• [CONSIGNES]:
1 – Traduisez en anglais la phrase suivante, tirée du discours sur la laïcité : « Pour comprendre le chemin que les Québécois ont parcouru, il faut remonter à son origine. »
2 – Renvoyez, sans la moindre modification, le passage du discours sur la laïcité situé entre « J’en suis personnellement » et « de les fidéliser. », ces deux bornes incluses.

• [TEXTE FOURNI]:
※

Remise des Prix le 9 novembre 2022 à la Mairie de Paris

VIDEO Prix de la Laïcité 2022. Pauline Marois : "Les gens de gauche qui ont abandonné la défense de la laïcité ont perdu une partie de leur âme en chemin" (Prix de la Laïcité, 9 nov. 22)

Pauline Marois, ancienne Première ministre du Québec, Prix international de la Laïcité 2022. 16 novembre 2022

Merci à M. Abergel, au président du jury, M. Pelloux, et aux membres du Comité Laïcité République de la grande distinction qui m’est offerte aujourd’hui.

Merci aussi à ma compatriote, Djemila Benhabib, de son combat pour la laïcité, de sa lutte pour l’égalité des femmes et de son soutien à la souveraineté du peuple québécois.

Aujourd’hui, c’est avec émotion que je reçois le Prix international pour la laïcité. Je suis fière de rejoindre ce groupe de lauréats qui, chacun à sa façon, s’est battu pour que chaque personne puisse exprimer librement ses pensées et vivre selon ses valeurs.

J’en suis personnellement très touchée, mais je tiens à être équitable envers celles et ceux qui ont combattu pour la laïcité au Québec. L’histoire ne s’écrit pas au singulier et il y a un adage que je répète chaque fois que j’en ai l’occasion : « Si nous voyons plus loin que ceux qui nous ont précédés, c’est parce que nous sommes assis sur leurs épaules ».

Pour comprendre le chemin que les Québécois ont parcouru, il faut remonter à son origine.

Dans la foulée de la conquête de la Nouvelle-France par le Royaume de Grande-Bretagne en 1759-1760, selon son appréciation de la conjoncture, la Couronne britannique a successivement tenté d’assimiler les Canadiens français ou de les fidéliser.

Avec la connivence des élites locales, le clergé catholique, soucieux de garder sous son aile ses croyants, a graduellement construit une alliance avec le conquérant. En échange de leur soumission, les colons français ont finalement pu conserver leur religion, leur langue et le droit civil de leur mère patrie.

Dominée par son clergé, la société québécoise a commencé une longue période de survivance [1] où les religieux ont construit et contrôlé les écoles, les hôpitaux et l’assistance publique.

Les religieuses, les prêtres et les évêques ont des réalisations positives à leur actif, évidemment. Cependant, durant toute l’époque de la survivance, la chape de plomb qui a recouvert le Québec a profondément marqué notre histoire.

※

• [DONNÉES FOURNIES]:
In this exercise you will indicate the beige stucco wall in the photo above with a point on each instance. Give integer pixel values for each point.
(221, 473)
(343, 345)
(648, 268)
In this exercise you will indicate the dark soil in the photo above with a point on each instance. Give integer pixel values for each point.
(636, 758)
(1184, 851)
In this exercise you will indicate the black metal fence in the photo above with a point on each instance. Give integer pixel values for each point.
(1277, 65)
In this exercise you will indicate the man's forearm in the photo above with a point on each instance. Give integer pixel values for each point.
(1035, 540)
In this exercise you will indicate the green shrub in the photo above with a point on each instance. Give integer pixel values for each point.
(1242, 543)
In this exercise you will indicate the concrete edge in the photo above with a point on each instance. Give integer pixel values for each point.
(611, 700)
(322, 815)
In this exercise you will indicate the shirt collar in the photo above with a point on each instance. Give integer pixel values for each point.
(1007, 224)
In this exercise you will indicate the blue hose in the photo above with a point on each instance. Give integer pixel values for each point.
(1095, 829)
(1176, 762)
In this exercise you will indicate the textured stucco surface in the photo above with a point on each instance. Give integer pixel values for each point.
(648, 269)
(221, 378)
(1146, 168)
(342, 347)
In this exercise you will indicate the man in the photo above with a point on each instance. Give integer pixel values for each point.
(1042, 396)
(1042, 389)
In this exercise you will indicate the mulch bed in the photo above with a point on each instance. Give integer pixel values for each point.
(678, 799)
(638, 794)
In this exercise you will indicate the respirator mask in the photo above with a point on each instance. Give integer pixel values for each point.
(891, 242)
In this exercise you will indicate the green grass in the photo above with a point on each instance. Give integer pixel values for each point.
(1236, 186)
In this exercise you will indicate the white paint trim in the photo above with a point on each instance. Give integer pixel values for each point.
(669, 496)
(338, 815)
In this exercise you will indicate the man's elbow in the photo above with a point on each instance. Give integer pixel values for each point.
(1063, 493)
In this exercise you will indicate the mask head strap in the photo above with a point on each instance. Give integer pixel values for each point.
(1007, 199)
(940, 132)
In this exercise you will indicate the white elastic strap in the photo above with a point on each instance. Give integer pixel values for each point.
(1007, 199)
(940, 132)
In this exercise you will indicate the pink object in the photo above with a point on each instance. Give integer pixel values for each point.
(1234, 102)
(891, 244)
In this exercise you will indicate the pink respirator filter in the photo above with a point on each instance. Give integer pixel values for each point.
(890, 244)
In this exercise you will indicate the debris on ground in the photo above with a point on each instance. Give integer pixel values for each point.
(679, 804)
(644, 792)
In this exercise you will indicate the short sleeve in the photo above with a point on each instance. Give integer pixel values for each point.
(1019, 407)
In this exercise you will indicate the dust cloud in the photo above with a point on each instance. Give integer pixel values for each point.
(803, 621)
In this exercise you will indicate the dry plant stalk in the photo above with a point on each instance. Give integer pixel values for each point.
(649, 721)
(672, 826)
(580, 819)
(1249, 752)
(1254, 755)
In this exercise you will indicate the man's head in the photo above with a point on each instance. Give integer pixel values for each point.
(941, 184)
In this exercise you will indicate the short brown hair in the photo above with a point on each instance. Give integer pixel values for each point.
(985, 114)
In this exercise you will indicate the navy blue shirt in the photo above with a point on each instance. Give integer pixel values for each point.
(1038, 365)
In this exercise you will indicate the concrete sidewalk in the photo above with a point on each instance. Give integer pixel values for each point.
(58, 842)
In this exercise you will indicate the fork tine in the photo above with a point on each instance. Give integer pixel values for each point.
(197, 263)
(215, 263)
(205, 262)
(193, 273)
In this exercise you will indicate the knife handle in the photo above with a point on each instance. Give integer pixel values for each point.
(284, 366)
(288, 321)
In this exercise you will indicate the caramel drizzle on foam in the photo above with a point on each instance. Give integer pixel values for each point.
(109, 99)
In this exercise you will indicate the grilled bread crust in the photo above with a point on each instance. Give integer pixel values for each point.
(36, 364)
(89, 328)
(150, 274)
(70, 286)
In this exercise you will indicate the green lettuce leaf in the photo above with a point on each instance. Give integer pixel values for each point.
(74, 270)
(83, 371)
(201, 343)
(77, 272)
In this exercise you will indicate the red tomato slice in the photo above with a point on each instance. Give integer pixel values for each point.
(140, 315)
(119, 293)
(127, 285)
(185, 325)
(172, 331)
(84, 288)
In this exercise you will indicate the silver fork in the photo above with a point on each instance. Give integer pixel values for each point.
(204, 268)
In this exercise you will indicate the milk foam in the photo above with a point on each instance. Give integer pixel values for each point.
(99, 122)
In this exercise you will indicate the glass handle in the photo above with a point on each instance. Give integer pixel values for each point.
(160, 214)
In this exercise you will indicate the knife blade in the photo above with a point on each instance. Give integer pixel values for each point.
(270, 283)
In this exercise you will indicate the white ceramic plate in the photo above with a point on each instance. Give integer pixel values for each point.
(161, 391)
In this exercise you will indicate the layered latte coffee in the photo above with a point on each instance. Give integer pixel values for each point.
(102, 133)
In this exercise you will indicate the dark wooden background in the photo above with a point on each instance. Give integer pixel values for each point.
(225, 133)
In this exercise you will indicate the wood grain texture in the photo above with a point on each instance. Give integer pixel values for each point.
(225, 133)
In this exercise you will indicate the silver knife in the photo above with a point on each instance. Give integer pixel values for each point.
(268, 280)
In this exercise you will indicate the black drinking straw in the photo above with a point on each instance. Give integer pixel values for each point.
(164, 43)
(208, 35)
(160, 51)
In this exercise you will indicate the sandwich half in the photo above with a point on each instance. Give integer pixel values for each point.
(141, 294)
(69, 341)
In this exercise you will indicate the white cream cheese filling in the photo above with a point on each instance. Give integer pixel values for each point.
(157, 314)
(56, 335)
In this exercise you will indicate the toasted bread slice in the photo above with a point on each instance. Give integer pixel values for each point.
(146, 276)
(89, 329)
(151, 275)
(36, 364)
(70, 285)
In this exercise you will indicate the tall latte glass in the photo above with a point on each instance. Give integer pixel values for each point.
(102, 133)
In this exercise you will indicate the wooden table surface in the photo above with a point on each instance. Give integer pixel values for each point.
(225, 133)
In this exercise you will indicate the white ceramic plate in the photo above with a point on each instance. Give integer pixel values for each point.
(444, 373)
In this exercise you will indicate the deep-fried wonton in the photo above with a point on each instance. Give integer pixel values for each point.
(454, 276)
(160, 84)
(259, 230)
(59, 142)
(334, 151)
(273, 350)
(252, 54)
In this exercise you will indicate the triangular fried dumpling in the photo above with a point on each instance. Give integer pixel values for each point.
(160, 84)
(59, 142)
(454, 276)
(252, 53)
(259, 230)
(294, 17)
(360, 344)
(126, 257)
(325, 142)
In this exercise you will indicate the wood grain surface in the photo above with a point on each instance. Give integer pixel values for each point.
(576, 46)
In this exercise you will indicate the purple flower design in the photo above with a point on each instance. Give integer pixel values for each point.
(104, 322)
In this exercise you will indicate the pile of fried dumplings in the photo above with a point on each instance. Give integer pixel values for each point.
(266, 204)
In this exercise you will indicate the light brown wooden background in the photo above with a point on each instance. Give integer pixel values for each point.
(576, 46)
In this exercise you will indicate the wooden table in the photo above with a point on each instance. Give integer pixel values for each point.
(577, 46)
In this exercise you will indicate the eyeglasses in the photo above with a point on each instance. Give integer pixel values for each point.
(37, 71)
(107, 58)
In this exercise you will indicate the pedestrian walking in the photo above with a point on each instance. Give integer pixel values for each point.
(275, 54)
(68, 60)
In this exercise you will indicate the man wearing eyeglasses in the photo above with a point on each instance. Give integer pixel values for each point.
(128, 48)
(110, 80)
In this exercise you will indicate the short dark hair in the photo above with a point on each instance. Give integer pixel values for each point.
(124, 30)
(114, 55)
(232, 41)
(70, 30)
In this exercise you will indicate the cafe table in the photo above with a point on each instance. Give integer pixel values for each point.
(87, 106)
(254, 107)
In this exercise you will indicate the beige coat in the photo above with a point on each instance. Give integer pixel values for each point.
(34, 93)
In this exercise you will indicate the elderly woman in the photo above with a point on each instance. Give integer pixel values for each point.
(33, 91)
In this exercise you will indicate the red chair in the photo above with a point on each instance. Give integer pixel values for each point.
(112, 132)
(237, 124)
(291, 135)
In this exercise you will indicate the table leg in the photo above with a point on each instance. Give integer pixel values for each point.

※

• [RÉSULTATS]:
1 – To understand the path that Quebecers have traveled, one must go back to its origin.

2 –
J’en suis personnellement très touchée, mais je tiens à être équitable envers celles et ceux qui ont combattu pour la laïcité au Québec. L’histoire ne s’écrit pas au singulier et il y a un adage que je répète chaque fois que j’en ai l’occasion : « Si nous voyons plus loin que ceux qui nous ont précédés, c’est parce que nous sommes assis sur leurs épaules ».

Pour comprendre le chemin que les Québécois ont parcouru, il faut remonter à son origine.

Dans la foulée de la conquête de la Nouvelle-France par le Royaume de Grande-Bretagne en 1759-1760, selon son appréciation de la conjoncture, la Couronne britannique a successivement tenté d’assimiler les Canadiens français ou de les fidéliser.